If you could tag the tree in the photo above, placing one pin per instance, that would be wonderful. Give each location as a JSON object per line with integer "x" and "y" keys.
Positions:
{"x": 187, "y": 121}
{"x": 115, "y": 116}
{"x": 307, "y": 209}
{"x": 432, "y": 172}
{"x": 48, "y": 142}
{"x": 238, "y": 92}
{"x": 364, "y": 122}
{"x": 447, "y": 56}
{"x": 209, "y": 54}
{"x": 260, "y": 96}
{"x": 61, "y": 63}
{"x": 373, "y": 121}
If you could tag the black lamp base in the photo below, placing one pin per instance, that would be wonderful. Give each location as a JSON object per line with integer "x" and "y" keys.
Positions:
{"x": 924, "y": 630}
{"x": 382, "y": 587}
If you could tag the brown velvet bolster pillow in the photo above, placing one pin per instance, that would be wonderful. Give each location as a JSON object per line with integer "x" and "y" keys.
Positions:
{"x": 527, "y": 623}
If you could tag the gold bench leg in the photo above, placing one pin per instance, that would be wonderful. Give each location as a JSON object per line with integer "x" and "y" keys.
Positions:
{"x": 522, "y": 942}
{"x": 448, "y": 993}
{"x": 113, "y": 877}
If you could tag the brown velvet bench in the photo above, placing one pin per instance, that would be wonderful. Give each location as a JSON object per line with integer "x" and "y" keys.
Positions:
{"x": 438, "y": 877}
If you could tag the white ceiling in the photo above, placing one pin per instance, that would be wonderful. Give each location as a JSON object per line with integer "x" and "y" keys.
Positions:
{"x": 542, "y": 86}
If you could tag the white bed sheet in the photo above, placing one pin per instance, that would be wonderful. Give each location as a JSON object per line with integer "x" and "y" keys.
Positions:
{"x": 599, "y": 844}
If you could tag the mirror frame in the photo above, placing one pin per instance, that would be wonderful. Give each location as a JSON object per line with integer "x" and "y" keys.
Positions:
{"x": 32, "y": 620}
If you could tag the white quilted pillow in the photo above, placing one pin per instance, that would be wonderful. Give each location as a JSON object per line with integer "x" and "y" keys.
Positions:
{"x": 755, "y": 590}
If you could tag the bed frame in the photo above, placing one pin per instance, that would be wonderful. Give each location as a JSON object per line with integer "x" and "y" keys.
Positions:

**WHAT IS NEEDED**
What are the lines above that hold the string "velvet"? Copy them.

**TASK RESULT**
If you could tag the brown velvet bolster pillow in the photo above, placing one pin per instance, that would be wonderful. Give each location as a JSON object per line with integer "x" and "y" keys.
If you could tag the brown velvet bench in the photo above, placing one pin per instance, that would be wonderful. Give each location as a JSON object per line with integer "x" and "y" keys.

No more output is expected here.